_Page text_
- Opening Delimiter -

And here it is. July 9. Just barely - it's just after midnight. I decided to stay up and face it immediately. You can't really fight demons - you have to invite them in and offer them tea and crumpets.
So I have my little port pipe and here I am. July 9. The day we lost Fiona and Bob got diagnosed. At the time we thought it was a challenge, not a death sentence.
It's hard not to overthink it. Sometimes I feel that if I could just think it through, come up with an alternative that works, that somehow I could have a do-over and make it work this time. But every time I'm like a rat in a maze, and every path leads to a dead end.
When we went to Shands for our first consult, they laid the options out to us, but basically told us that Bob's leukemia was the aggressive type and the best suggested option would be the bone marrow transplant. Drugs and chemo could suppress it for awhile but not kill it off. After we had agreed to it, the intern told Bob that she was relieved he had agreed - she was not able to ethically influence him, but now that he had decided she could tell him that without the transplant he had maybe a year left to live.
With the transplant, it was nine months. Two of them brutal.
And if I could ask for a do-over. His preliminary chemo didn't bother him, The rest was taking pills and drinking a ridiculous amount of water. We could have kept doing that.
"Doing that" would have entailed going to the clinic about 15 days out of each month. Being careful around other people (before Covid and everybody had to start doing that). Not being able to eat salads or buffets out - being careful of food in general. Me following his special diet, cooking or sterilizing everything.
We could have had that year. With him gradually getting sicker and weaker, and eventually I would be doing everything that I am now - housework and yardwork and taking care of everything, and taking care of him as well. He would have hated that.

- Closing Delimiter -

(Dataset entries)
- Opening Delimiter -

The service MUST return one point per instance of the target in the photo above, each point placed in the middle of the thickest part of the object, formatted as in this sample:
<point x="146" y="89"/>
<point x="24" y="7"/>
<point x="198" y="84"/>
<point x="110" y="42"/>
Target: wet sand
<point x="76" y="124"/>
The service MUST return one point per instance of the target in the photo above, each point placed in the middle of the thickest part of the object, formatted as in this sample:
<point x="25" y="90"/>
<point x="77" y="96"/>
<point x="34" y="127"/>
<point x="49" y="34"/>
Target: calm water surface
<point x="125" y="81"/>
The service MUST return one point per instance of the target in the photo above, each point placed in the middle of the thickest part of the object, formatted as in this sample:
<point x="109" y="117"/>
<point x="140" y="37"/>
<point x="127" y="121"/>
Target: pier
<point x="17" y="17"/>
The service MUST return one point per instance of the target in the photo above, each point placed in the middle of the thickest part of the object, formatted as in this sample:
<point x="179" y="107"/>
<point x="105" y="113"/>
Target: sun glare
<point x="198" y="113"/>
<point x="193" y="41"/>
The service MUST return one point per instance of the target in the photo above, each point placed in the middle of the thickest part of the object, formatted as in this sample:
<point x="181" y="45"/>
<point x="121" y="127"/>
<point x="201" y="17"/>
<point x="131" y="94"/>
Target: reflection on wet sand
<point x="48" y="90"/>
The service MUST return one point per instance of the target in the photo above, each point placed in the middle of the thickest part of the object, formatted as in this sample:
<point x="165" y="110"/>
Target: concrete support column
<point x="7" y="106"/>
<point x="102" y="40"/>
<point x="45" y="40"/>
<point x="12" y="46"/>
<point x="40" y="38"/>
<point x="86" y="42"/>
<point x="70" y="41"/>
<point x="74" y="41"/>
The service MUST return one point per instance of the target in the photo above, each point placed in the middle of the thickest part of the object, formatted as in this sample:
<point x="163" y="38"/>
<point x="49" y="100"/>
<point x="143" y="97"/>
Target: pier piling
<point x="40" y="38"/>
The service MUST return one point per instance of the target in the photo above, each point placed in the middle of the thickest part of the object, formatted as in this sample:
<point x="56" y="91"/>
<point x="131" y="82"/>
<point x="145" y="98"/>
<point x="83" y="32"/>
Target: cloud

- Closing Delimiter -

_How to complete this task_
Please continue the reflection on the July 9 anniversary and Bob's leukemia, picking up after its final sentence.

_Output_
The rat in the maze just hit another dead end. There is no scenario where this would have worked out differently. There is no good way to have lost him.
There are still unexpected triggers. I was watching a comedy series ("Our Flag Means Death'). The rather swishy Gentleman Pirate, Steve Bonet, is before a firing squad and cries out "I don't want to die!" and I was instantly gutted because I heard Bob cry that. Later, in another scene, Bonet's wife (who presumed he was dead) was with a group of other widows and they were all talking about how much better their lives were without their husbands and I was yelling "FUCK YOU" at the TV and it's lucky I didn't throw things at it.
Yesterday I took Hamish to the vet and on the way home Gordon Lightfoot's "If You Could Read My Mind" came on. It was one of Bob's favorites - it appealed to his poetic melancholic side. I had forgotten the line "and you won't read that book again, because the ending's just too hard to take" and the tears were rolling down my face.
In 2020 I did everything I could to distract myself from remembering that nine month period from diagnosis to loss. In 2021 I embraced it and wallowed it in. That was rough, but cathartic. This year - well, I can't ignore the demons, but I'm not going to have an orgy with them. We can have tea and polite conversations, but this year they are not running my life.